# First time ever looking - am in Northern Illinois. 5/22 - found 7 fatties...



## Robert Bone (Mar 28, 2019)

I managed to find 7 big fat (4-6 inches) morels on my first ever outing. I am disabled, and paid in both pain and blood for my walking the woods through sticker vines in shorts, on crutches. Because of herniated discs I cannot get pants or socks on - or shoes tied, so sandals and shorts are my outfit, even in Winter. WELL WORTH IT. 

THANKS for inspiring me - WAHOO!


----------



## wade (Mar 27, 2017)

that is So Very Exciting! @Robert Bone
what county.. did you find in..
also Robert please join in posting and Hunting together on the 2019 Illinois Main thread with us !


----------



## Robert Bone (Mar 28, 2019)

McHenry County - walking the woods on the property, within 3 feet of a red oak tree.


----------



## celticcurl (Apr 22, 2014)

Get yourself some knee high rubber boots. I know you can find loose fitting tops. Your feet are going to sweat like crazy but you will be able to get into more territory.
.....
GIVEN PROBLEM – Write a continuation of the morel hunting thread, starting after the last post shown. The lines that come next are separate material and have no connection to the morel hunting thread.

DATA SEGMENT –
.....
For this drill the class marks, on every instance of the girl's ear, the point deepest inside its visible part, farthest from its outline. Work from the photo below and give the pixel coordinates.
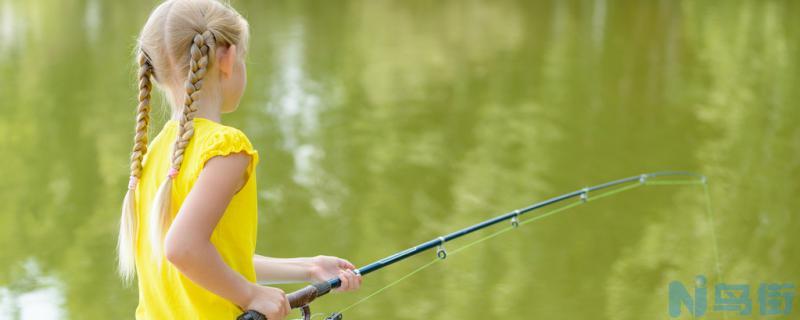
.....
TASK RESULT –
Congrats on your first find.

If you can get up to some place like northern Michigan you can hunt without all those darn briers. You have to go up around the 45th parallel though. If you stop in my area you will suffer, it's worse than down there.


----------



## Rainbowitch (May 21, 2018)

Robert Bone said:


> I managed to find 7 big fat (4-6 inches) morels on my first ever outing. I am disabled, and paid in both pain and blood for my walking the woods through sticker vines in shorts, on crutches. Because of herniated discs I cannot get pants or socks on - or shoes tied, so sandals and shorts are my outfit, even in Winter. WELL WORTH IT.
> 
> THANKS for inspiring me - WAHOO!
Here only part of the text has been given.